WHAT IS ASKED ▸
Print each line of the listing below without changing anything.
=== STORED RECORDS ===
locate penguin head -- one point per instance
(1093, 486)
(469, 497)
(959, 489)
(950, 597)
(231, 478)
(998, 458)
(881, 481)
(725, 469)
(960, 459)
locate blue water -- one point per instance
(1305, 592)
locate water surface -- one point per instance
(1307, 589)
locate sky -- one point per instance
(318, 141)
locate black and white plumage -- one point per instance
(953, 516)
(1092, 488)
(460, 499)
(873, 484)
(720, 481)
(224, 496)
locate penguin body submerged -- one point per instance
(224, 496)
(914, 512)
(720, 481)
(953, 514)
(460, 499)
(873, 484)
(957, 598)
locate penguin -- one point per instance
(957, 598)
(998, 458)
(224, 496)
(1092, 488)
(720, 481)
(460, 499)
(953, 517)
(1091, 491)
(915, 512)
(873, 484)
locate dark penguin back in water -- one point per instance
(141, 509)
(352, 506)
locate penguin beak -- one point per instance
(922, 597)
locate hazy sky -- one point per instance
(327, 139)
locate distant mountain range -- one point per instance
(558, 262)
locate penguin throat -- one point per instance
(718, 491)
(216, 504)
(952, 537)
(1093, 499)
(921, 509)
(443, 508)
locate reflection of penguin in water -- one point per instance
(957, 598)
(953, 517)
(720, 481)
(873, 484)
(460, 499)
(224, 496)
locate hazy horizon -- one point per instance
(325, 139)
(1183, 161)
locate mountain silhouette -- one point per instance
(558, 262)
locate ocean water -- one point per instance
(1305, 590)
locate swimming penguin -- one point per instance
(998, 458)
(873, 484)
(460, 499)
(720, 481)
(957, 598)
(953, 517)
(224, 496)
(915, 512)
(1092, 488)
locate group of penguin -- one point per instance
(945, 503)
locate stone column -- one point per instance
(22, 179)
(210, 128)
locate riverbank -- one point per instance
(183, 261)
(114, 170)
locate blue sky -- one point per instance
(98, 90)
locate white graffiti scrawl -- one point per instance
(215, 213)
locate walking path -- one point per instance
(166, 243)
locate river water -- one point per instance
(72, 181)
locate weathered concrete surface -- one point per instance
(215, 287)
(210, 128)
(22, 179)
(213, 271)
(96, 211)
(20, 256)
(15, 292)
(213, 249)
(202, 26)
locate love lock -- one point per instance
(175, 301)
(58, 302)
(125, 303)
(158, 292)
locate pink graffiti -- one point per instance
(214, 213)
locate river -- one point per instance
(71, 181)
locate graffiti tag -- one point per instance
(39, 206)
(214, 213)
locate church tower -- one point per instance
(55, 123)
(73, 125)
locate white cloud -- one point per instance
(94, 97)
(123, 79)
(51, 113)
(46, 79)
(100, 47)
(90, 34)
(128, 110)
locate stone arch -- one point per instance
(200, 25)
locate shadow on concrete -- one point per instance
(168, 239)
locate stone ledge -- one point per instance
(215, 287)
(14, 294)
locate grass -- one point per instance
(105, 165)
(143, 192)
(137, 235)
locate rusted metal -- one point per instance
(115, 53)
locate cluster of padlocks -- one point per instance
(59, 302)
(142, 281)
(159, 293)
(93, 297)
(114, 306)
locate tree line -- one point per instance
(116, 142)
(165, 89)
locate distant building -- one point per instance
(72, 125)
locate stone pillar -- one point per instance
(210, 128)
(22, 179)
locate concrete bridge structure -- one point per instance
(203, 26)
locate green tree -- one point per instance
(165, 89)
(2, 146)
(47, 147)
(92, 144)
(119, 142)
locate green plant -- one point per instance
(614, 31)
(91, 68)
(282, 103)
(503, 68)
===
SOLUTION BELOW ▸
locate penguin head -- one point per instance
(1093, 486)
(469, 497)
(959, 489)
(950, 597)
(231, 478)
(998, 458)
(881, 481)
(725, 469)
(960, 459)
locate blue water -- one point per instance
(1305, 592)
locate water surface -- one point per instance
(1307, 589)
locate sky -- one point per instance
(318, 141)
locate black and white plumage -- one point per instance
(953, 516)
(1092, 488)
(460, 499)
(873, 484)
(720, 481)
(224, 496)
locate penguin body submerged -- one point per instance
(224, 496)
(914, 512)
(720, 481)
(953, 514)
(460, 499)
(873, 484)
(957, 598)
locate penguin -- one point per instance
(957, 598)
(998, 458)
(224, 496)
(1092, 488)
(720, 481)
(460, 499)
(953, 517)
(1091, 491)
(915, 512)
(873, 484)
locate dark penguin back in water -- one point per instance
(141, 509)
(352, 506)
locate penguin beak -- one point per instance
(922, 597)
locate hazy sky -- one point per instance
(327, 139)
locate distant mountain range -- one point per instance
(558, 262)
locate penguin throat -- one point per instance
(718, 491)
(216, 504)
(952, 537)
(1093, 499)
(921, 509)
(443, 508)
locate reflection of penguin in water -- one point per instance
(957, 598)
(953, 517)
(720, 481)
(873, 484)
(460, 499)
(224, 496)
locate hazy horizon -- one point per instance
(325, 139)
(1183, 161)
locate mountain silhouette -- one point per instance
(558, 262)
locate ocean water -- one point per instance
(1305, 590)
locate swimming penguin -- one point per instance
(998, 458)
(873, 484)
(460, 499)
(720, 481)
(957, 598)
(953, 517)
(224, 496)
(915, 512)
(1092, 488)
locate group of penguin -- one point per instance
(945, 503)
locate stone column -- one point per instance
(22, 179)
(210, 128)
locate riverbank -- one point per instance
(183, 261)
(114, 170)
locate blue sky -- one point per instance
(98, 90)
locate white graffiti scrawl -- one point per instance
(215, 213)
locate walking path -- one point per instance
(166, 243)
locate river water -- one point per instance
(72, 181)
locate weathered concrete surface -- one point per instance
(215, 287)
(210, 128)
(22, 179)
(213, 271)
(96, 211)
(20, 256)
(15, 292)
(213, 249)
(202, 26)
locate love lock -- one point per instance
(175, 301)
(58, 302)
(125, 303)
(158, 292)
locate pink graffiti -- one point per instance
(214, 213)
locate river -- one point per instance
(71, 181)
locate graffiti tag -- one point per instance
(39, 206)
(214, 213)
locate church tower -- one point per instance
(55, 123)
(73, 125)
locate white cloud -- one point per instance
(94, 97)
(123, 79)
(51, 113)
(46, 79)
(100, 47)
(90, 34)
(128, 110)
locate stone arch -- one point per instance
(200, 25)
locate shadow on concrete -- one point per instance
(168, 239)
locate stone ledge -- one point per instance
(215, 287)
(14, 294)
locate grass -- one point per instance
(105, 165)
(143, 192)
(137, 235)
locate rusted metal -- one point per instance
(115, 53)
locate cluster of padlocks -- one point per instance
(59, 302)
(142, 281)
(159, 293)
(93, 297)
(114, 306)
locate tree line -- one point per instance
(116, 142)
(165, 89)
locate distant building -- one point per instance
(72, 125)
locate stone pillar -- one point per instance
(210, 128)
(22, 179)
locate concrete bridge structure -- one point per instance
(203, 26)
locate green tree -- one point per instance
(165, 89)
(2, 146)
(47, 147)
(92, 144)
(119, 142)
locate green plant -- one point per instance
(614, 31)
(91, 68)
(282, 103)
(503, 68)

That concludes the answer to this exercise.